:: Passage shown
2. Consider selling this home and buying a new(er) one if you think you can pay off the mortgage by the time you retire, without damaging your retirement savings. I’m a big fan of staying put if a home is really working for you and your motivations to move are thin. But the facts that you are trying to resolve your housing situation for the long term and that you have concerns about your neighborhood and about your home’s condition make me believe that you might be a good candidate for selling now, while supply is low in many areas, and moving while you have access to such a great opportunity to finance your next home.

If you do decide to buy a newer home, make sure that you focus on neighborhood and on making sure you have the space and amenities you’ll really want when you retire. Also, do everything you can to avoid biting off more than you can chew. If you can realistically plan out a monthly budget that will allow you to pay your family loan off by the time you retire without impairing your ability to stay out of consumer debt and save and invest for your retirement fund, you should not hesitate to find a better home in a better neighborhood. Work with a financial planner, if you need to.
::::
■ Prompt a ■
Which lines of the listing below contain the word "backrest"? Report each of them, copied in full.
:: Extracted information
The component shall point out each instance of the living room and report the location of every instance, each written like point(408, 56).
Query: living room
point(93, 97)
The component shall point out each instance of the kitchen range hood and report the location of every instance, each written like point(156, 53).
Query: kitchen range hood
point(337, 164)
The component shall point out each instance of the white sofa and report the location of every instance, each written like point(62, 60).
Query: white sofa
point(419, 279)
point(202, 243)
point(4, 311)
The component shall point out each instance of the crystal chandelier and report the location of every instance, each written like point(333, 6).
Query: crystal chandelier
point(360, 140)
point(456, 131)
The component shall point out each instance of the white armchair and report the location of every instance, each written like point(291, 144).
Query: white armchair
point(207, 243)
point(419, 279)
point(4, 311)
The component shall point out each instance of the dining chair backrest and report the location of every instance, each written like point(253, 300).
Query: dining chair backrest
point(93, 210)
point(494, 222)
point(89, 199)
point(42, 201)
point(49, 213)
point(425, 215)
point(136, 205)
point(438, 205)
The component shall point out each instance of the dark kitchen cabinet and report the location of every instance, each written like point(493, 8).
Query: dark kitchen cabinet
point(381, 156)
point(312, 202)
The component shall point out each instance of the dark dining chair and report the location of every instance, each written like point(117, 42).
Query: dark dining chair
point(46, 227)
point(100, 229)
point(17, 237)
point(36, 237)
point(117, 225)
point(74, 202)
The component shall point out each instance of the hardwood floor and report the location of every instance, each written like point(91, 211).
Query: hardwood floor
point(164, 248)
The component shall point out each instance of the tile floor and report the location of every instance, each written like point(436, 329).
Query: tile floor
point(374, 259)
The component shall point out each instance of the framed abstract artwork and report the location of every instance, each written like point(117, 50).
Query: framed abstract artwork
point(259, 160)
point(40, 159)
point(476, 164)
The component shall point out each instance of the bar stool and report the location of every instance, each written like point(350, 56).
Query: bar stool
::::
■ Prompt b ■
Could you write the next part of the advice above about selling a home and buying a newer one before retirement, starting right after its last sentence?

■ Written reply a ■
The component shall point out each instance of the dining chair backrest and report the location of every instance, each written like point(253, 300).
Query: dining chair backrest

■ Written reply b ■
3. Take your relative with you to the CPA’s office before you finalize the loan. An interest-free loan might be construed as a gift by the Internal Revenue Service and does not allow you to deduct any mortgage interest on your tax returns. On the other hand, charging interest could create taxable interest on your generous relative’s behalf.

Talk with a tax adviser to put a strategy in place for how to create and document this arrangement in a way that will keep both of you in good standing with the IRS, and will make the most of any possible tax advantages either or both of you could realize.